## PASSAGE TO READ
When the Los Angeles Lakers cut Trevor Ariza and gave Wenyen Gabriel a two-year deal to replace his spot on the roster, they opened up a two-way contract in the process. And according to Shams Charania of The Athletic, the team won’t wait long to fill it, as they’re promoting Mac McClung of the South Bay Lakers to their open two-way spot.

McClung himself seemingly confirmed the move on Twitter by quote tweeting the scoop, and the team confirmed the report on Saturday morning:

McClung was waived by the Lakers in training camp after spending summer league and the preseason with the team, and immediately joined their G League affiliate in South Bay, where he averaged 21.7 points per game, second on the team to only now-fellow Lakers two-way player Mason Jones (who finished third in G League MVP voting). McClung also shot 47% from the field and 37.3% from three to go with 6.7 rebounds and 7.6 assists in his first G League season.

For more on McClung, Jovan Buha of The Athletic wrote an excellent feature on the trials and tribulations of his rookie season, including the advice from Lakers assistant coach Phil Handy on what he’d have to do in order to earn a real NBA opportunity:

Handy told McClung that he’d have to become a pass-first point guard to carve out a role at the NBA level.

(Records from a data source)
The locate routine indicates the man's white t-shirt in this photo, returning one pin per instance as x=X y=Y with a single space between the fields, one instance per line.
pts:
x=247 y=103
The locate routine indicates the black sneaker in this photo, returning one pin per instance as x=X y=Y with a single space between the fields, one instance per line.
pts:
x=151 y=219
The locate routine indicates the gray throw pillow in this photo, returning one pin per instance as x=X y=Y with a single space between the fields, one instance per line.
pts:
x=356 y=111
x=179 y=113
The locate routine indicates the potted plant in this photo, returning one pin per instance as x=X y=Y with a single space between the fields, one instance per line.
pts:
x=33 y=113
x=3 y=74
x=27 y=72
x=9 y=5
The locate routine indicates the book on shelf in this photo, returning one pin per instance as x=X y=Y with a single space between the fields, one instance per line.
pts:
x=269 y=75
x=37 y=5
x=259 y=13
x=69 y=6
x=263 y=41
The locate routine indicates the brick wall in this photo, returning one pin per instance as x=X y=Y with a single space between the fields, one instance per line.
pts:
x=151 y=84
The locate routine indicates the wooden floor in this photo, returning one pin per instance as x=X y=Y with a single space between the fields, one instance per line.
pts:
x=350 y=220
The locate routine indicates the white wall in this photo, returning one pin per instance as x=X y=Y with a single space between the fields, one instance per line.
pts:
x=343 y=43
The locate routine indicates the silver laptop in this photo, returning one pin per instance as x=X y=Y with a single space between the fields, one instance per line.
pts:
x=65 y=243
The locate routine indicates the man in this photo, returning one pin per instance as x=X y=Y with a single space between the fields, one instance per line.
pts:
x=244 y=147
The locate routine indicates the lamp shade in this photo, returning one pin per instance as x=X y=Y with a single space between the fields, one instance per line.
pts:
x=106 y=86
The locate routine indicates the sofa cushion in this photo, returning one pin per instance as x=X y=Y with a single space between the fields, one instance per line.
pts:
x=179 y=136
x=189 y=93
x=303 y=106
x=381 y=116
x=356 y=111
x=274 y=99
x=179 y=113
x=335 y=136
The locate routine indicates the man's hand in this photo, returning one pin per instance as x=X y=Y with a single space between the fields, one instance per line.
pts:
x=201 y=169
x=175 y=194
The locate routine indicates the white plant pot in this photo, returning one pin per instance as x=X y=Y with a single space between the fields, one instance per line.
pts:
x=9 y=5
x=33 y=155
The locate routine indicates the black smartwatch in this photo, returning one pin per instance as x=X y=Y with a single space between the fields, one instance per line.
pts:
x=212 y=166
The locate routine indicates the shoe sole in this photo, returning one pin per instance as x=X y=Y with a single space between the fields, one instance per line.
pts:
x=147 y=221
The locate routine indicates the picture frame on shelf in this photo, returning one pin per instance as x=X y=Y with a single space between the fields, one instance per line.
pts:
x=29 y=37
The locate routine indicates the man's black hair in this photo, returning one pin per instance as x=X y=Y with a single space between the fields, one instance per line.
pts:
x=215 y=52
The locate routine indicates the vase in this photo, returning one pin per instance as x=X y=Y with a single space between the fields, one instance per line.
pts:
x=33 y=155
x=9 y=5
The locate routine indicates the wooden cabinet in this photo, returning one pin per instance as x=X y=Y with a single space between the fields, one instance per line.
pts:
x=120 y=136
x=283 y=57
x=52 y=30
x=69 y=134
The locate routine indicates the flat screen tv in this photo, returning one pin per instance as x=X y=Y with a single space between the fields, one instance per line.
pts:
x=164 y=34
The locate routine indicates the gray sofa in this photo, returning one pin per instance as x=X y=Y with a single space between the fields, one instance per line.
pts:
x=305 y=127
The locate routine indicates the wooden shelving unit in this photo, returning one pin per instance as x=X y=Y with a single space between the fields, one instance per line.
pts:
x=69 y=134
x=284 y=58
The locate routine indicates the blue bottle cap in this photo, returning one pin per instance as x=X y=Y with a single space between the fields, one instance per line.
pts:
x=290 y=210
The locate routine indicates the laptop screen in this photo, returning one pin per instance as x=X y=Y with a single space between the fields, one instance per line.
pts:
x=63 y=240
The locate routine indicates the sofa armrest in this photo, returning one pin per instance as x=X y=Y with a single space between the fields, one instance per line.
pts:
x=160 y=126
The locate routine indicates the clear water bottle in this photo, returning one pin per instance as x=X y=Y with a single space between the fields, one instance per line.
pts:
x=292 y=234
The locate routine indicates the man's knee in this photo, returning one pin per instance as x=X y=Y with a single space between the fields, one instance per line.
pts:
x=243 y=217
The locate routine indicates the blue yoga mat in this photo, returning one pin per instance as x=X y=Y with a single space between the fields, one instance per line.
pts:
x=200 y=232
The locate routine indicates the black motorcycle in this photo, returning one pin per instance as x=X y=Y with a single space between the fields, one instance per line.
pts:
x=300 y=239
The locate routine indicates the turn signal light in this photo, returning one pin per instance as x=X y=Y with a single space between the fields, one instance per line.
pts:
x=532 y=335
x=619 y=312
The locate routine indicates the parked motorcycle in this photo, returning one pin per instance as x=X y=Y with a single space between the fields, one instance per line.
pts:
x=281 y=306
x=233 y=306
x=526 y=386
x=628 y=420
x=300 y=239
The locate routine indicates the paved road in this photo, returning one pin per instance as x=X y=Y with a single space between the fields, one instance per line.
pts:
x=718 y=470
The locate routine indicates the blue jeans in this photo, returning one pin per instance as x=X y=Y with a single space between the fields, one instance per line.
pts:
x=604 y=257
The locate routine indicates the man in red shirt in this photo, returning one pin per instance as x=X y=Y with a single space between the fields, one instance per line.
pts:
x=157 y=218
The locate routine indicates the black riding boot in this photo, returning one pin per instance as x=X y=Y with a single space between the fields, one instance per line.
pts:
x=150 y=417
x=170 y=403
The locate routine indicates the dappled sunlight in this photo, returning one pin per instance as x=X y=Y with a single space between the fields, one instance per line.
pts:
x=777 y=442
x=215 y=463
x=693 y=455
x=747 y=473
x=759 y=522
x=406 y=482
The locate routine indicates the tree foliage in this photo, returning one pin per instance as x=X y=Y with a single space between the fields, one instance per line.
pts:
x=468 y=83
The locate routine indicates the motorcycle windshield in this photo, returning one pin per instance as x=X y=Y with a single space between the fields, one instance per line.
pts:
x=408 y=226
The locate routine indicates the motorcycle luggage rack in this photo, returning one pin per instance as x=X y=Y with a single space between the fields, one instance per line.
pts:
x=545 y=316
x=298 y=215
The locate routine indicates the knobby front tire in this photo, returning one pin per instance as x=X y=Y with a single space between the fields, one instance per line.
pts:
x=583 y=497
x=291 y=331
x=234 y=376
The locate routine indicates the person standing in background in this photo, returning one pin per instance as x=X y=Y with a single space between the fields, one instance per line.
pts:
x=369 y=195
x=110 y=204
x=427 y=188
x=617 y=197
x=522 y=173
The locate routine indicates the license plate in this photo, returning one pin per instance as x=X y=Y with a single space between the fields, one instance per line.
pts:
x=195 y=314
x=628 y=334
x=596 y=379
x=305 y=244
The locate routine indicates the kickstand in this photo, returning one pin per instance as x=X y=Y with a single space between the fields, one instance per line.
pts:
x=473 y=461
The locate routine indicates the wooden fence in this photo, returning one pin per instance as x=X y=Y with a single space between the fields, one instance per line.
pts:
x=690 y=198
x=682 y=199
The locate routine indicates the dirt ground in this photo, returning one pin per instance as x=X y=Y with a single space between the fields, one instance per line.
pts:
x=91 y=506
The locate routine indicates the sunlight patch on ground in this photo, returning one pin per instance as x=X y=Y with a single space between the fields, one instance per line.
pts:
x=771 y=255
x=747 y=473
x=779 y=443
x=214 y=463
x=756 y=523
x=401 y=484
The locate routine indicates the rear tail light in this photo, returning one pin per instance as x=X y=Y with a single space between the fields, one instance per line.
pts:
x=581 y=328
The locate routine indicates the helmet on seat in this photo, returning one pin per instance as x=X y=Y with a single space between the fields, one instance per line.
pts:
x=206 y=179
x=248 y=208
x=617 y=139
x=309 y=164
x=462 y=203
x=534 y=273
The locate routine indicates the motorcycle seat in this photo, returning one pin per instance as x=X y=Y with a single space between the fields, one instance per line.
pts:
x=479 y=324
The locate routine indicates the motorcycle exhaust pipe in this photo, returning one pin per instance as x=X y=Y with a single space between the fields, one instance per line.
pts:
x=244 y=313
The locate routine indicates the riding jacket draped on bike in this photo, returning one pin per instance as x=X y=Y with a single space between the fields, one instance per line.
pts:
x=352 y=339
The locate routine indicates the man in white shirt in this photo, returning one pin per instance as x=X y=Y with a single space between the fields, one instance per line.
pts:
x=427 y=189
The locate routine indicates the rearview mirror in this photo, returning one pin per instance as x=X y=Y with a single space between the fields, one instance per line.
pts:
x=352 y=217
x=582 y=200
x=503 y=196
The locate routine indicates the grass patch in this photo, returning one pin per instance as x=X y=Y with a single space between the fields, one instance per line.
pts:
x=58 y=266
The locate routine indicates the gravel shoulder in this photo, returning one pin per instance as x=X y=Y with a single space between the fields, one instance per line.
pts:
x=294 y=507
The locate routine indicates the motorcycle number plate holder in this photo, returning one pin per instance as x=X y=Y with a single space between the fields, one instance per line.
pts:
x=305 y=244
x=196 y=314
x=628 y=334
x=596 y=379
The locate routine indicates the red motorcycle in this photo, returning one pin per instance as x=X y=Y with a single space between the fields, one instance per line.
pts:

## COMPLETE THE FOLLOWING
1 – In two sentences, sum up the passage about Mac McClung.
2 – Carry on the passage about Mac McClung, picking up after its final sentence.

## ANSWERS TO THIS EXERCISE
1 – The Los Angeles Lakers are promoting Mac McClung from the South Bay Lakers to the two-way contract that opened when they cut Trevor Ariza and gave Wenyen Gabriel a two-year deal. McClung, waived by the Lakers in training camp, averaged 21.7 points per game in his first G League season with South Bay, and Lakers assistant coach Phil Handy told him he would have to become a pass-first point guard to carve out a role at the NBA level.

2 –
“I was like, ‘Say no more,’” McClung said. “I could always pass. I could always make the right play and make reads. But I just shifted my mindset. … I started scoring more because I was looking to pass first, and it made my shots more open. So once I found that rhythm, it all clicked and I was like, ‘Man, I love playing the game this way.’

“I fell in love with the point guard role.”

The length of McClung’s deal hasn’t been reported, as it could simply be a glorified call-up for the rest of the season, or one of the two-year, two-way deals the Lakers had success with signing Devontae Cacok and Alex Caruso to over the last few years.

Either way, with LeBron James officially shut down for the rest of the season and Anthony Davis and Russell Westbrook likely to join him, the Lakers should have plenty of ballhandling opportunities available for McClung to prove himself at the NBA level during their final game of the year against the Denver Nuggets on Sunday.

Other South Bay Lakers Updates

In addition to McClung getting a promotion after South Bay lost in the Western Conference Semifinals on Thursday, other G League Lakers also got more opportunities as a result of their elimination.

Jones, for example — the Lakers’ other two-way player besides McClung — got his first extended run with the parent team all season on Friday, dropping 13 points off the bench on perfect 4-4 shooting in 18 minutes as part of the team’s win over the Oklahoma City Thunder. He also had one of the most fun and unfiltered postgame interviews of the year:

Elsewhere on the SBL roster, former Lakers camp standout Chaundee Brown Jr. got a two-way deal of his own, with his coming on the Atlanta Hawks (who had previously called him up earlier this season when the whole league was looking for replacement players during the league-wide Omicron variant-fueled COVID-19 outbreak).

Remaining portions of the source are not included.